═════ PROVIDED PASSAGE ═════

C. E. Byrd, a Blue Ribbon School, is a high school in Shreveport, Louisiana, United States. In continuous operation since its establishment in 1925, C. E. Byrd is also the eighth-largest high school in the United States of America as of February 2019. Byrd students come from its neighborhood or throughout the entire school district through its selective math/science magnet program.

History
 1892: C. E. Byrd came to Shreveport as principal of the first public high school, in two rented rooms in the YMCA building at a salary of $70 per month.
 1898: With first year enrollment of 70, the school moved to the Soady building on Crockett Street.
 1899: Moved to new Hope Street School, a large three story red brick building. Elementary students occupied the first floor, intermediate the second, and high school the third.
 1910: Shreveport High School built adjacent to Hope Street.
 1923: Caddo Parish School Board decides to build two new high schools.  Site purchased from Justin Gras for $110,000 and four adjacent lots in Bon Air Subdivision, from F.R. Chadick for $9,500.
 1924: Stewart-McGee awarded the building contract for $772,133. On October 3, cornerstone laid with full Masonic ceremonies including a letter from C. E. Byrd; a boll weevil symbolizing problems of the farmer; a bottle of oil, symbolic of the oil business; an ear of corn representing agriculture; coins representing the financial situation, and a Bible.

 1925: Board authorized $40,000 to furnish the building. Building accepted from the contractor on June 27. Because furniture had not yet arrived, the opening was delayed until October.

1960s -1970s: Desegregation
 1967: First African-American graduate, Arthur Burton.

═════ RAW DATA ═════

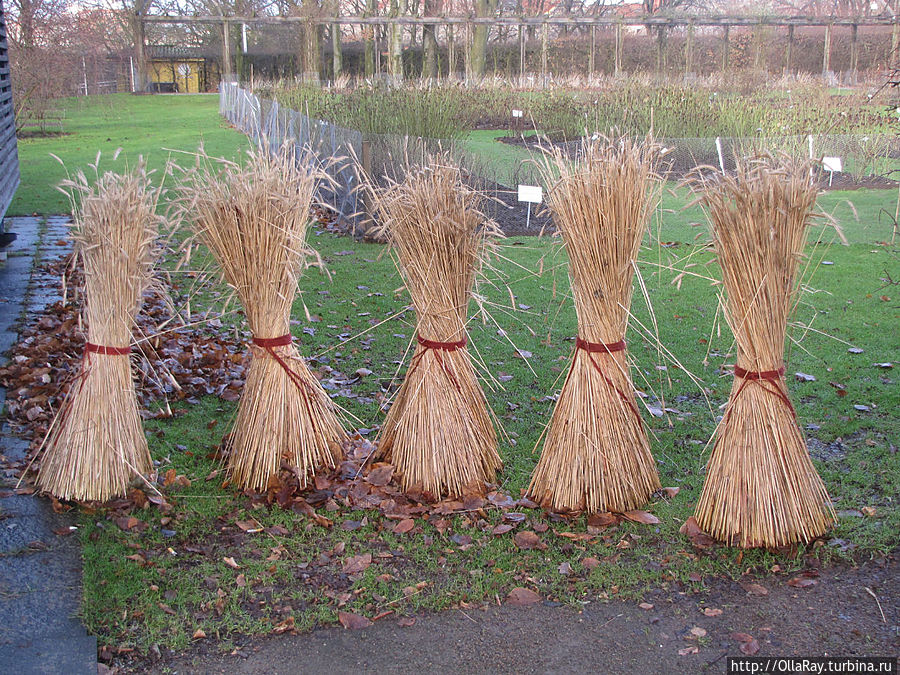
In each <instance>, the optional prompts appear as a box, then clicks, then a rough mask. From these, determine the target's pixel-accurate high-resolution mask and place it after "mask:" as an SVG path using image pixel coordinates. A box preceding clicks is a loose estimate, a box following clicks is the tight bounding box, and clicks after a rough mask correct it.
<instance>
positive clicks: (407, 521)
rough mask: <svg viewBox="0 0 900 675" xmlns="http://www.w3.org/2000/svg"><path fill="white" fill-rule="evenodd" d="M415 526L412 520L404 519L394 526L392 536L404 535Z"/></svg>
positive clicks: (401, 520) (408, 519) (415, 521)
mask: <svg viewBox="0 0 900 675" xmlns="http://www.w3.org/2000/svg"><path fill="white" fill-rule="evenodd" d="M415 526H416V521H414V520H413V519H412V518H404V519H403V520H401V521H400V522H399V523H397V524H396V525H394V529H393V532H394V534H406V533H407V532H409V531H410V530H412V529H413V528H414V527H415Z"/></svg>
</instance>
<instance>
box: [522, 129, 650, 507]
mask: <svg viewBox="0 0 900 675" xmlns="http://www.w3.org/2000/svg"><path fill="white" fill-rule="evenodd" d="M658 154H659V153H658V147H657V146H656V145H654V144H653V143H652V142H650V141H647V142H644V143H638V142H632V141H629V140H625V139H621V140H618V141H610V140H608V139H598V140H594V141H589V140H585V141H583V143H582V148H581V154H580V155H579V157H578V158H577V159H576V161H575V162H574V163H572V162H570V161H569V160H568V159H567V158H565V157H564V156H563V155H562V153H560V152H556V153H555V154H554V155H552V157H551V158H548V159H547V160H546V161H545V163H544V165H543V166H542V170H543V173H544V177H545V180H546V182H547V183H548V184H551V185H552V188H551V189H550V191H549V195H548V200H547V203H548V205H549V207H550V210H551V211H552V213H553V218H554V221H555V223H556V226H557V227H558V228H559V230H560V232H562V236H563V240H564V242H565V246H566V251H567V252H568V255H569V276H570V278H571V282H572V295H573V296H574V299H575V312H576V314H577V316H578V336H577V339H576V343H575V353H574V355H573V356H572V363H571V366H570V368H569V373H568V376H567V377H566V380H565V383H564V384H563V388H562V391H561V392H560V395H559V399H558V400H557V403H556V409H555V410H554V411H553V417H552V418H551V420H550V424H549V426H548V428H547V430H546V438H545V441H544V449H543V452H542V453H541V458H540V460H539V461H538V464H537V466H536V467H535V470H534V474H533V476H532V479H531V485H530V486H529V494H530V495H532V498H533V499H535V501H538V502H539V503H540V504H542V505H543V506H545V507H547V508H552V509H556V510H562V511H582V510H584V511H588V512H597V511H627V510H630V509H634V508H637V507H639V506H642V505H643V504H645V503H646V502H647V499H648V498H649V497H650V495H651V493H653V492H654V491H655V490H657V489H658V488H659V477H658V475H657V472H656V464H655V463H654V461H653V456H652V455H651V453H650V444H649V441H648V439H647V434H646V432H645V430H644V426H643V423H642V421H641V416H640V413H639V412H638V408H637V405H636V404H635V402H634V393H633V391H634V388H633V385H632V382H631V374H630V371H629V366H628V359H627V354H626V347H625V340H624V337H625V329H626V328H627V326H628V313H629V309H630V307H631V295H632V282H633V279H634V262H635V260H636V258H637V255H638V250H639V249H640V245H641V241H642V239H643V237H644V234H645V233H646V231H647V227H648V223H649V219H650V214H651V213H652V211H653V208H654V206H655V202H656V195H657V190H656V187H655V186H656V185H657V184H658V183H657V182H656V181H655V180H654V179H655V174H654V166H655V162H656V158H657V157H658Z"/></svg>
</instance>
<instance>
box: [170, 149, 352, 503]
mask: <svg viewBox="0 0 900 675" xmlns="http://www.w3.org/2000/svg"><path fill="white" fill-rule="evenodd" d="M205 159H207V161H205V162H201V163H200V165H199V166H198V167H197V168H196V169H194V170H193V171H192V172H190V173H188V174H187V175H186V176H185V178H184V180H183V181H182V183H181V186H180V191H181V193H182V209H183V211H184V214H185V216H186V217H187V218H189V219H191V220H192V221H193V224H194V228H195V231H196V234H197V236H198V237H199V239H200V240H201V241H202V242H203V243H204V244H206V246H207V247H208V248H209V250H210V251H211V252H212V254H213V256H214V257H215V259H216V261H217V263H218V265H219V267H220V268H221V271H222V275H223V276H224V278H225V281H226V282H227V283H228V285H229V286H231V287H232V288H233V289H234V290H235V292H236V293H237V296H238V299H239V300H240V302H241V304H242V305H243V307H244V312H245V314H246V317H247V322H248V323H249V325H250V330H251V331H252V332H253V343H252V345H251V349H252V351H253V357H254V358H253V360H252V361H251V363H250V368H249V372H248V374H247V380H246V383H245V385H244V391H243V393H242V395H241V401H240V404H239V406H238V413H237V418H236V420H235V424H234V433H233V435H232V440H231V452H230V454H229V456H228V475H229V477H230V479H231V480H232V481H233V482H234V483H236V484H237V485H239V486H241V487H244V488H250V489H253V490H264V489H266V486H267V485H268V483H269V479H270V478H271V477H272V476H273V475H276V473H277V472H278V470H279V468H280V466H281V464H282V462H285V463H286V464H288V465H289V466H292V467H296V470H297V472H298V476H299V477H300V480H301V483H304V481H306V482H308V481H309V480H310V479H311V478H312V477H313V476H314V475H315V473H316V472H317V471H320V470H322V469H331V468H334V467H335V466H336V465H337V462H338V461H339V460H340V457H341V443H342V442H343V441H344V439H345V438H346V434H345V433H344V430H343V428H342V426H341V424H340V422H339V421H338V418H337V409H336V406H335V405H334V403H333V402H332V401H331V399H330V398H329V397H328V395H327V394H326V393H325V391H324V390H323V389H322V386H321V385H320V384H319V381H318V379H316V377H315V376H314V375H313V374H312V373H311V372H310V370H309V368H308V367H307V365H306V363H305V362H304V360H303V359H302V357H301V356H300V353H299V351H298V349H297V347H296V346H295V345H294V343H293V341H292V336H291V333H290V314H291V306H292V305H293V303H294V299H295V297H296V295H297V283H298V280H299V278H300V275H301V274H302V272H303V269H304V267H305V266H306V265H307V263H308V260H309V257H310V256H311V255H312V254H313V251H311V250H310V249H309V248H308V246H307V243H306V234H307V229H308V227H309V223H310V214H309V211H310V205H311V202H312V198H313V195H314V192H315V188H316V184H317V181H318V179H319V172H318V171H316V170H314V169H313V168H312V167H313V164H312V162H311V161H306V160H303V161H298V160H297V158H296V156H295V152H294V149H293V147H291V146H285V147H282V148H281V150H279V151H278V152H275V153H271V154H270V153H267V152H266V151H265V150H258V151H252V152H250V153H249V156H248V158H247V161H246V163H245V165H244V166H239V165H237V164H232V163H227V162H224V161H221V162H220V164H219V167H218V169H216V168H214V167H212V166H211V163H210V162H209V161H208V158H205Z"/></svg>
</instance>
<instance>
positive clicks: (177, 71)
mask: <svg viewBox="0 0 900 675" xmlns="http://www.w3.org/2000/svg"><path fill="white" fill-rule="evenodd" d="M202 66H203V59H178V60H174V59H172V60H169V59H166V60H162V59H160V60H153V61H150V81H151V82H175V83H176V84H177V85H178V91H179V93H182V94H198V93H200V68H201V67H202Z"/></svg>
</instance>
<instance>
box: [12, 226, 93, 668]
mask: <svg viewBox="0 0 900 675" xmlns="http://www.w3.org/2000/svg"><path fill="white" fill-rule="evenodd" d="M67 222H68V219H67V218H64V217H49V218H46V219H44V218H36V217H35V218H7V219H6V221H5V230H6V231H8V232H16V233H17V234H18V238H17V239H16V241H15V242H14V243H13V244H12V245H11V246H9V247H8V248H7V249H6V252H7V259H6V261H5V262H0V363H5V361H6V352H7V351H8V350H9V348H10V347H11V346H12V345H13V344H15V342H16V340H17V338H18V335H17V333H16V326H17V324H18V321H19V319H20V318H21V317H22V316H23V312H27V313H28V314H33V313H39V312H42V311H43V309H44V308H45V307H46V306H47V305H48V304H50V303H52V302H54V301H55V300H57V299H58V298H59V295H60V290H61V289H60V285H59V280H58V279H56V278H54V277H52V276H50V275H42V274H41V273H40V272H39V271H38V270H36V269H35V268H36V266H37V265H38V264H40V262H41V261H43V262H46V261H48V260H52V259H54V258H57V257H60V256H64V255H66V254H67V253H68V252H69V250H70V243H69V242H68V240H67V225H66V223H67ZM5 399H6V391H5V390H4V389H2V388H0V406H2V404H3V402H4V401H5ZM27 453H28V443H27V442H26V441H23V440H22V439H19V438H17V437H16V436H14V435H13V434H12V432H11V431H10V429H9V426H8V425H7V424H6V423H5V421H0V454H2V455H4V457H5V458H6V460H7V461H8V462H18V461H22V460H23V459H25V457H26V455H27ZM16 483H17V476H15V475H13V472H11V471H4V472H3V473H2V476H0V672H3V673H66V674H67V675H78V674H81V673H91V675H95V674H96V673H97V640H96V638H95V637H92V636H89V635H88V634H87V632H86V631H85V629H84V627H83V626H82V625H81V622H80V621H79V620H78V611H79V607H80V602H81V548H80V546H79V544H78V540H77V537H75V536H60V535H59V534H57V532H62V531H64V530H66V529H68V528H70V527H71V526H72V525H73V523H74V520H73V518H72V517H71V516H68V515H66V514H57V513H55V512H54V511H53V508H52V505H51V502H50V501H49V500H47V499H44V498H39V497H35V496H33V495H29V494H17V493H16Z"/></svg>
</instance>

═════

→ EXERCISE AIM
For each statement, decide whether it agrees with the passage on C. E. Byrd High School. Answer yes or no and quote the words from the passage that decide it. 1. C. E. Byrd was paid $70 per month when he first came to Shreveport as principal. 2. The new building opened to students in June 1925. 3. A Bible was among the items included when the cornerstone was laid.

→ TASK RESULT
1. Yes: "at a salary of $70 per month."
2. No: "Because furniture had not yet arrived, the opening was delayed until October."
3. Yes: "coins representing the financial situation, and a Bible."